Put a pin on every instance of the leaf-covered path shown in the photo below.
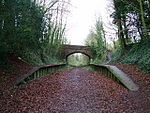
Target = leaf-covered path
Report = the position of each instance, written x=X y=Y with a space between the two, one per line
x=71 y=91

————

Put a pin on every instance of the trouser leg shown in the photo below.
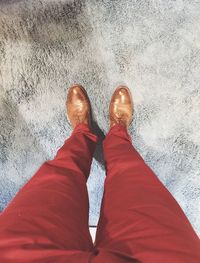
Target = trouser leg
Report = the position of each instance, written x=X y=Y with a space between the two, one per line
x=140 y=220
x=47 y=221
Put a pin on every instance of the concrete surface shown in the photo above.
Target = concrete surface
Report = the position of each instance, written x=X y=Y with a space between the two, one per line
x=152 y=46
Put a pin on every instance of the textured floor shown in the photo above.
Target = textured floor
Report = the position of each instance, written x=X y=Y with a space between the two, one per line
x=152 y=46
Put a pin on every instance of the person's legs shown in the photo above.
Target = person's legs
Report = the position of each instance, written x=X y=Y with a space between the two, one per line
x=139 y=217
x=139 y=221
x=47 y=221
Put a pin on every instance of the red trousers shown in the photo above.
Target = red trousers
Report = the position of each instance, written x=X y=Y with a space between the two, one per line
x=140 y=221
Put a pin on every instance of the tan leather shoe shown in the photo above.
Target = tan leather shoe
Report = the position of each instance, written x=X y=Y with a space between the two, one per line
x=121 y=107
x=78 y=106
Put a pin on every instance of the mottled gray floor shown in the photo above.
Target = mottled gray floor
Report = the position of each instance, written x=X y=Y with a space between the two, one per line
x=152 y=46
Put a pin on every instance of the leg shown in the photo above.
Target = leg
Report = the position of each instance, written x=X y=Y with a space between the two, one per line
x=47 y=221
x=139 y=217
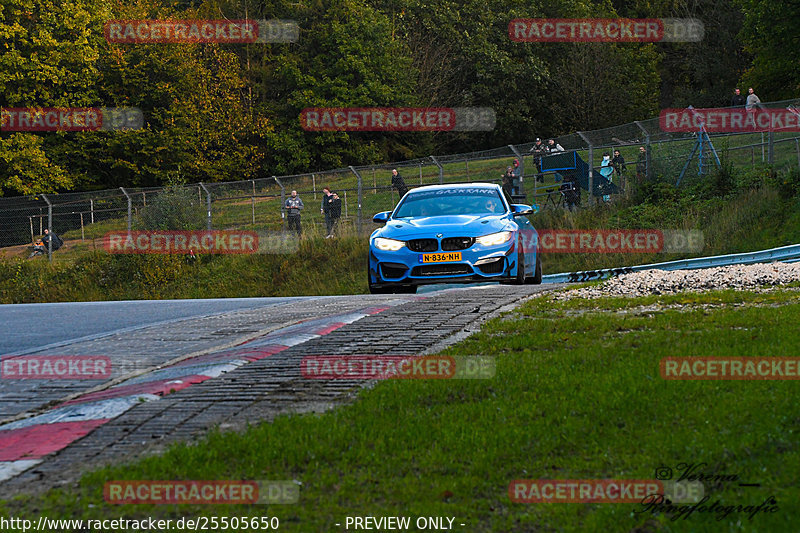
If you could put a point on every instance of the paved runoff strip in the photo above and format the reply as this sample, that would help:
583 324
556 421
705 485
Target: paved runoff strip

————

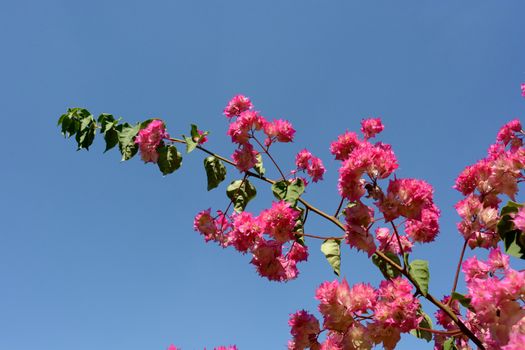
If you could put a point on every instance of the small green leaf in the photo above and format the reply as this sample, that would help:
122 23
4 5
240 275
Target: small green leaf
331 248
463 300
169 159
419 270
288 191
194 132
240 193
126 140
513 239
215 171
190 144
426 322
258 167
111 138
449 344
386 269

————

- [Request]: Rescale the items in the stretch from the line containing "Put a pin on every instance of the person's" through the line containing "x=140 y=221", both included, and give only those lines again, requests included. Multiply every x and y coordinate in the answers by 0.25 and round to whole numbers, with halves rounded up.

- [Result of the task]:
Put a pin on every instance of the person's legs shown in the photo above.
Target = person's legs
Report = the position of each instance, written x=X y=Y with a space between the two, one per line
x=35 y=54
x=35 y=55
x=12 y=55
Put a pin on every instance of the red trousers shown in the photo above.
Target = red trousers
Report = the position of each instance, written x=X y=Y with a space between the two, one per line
x=35 y=55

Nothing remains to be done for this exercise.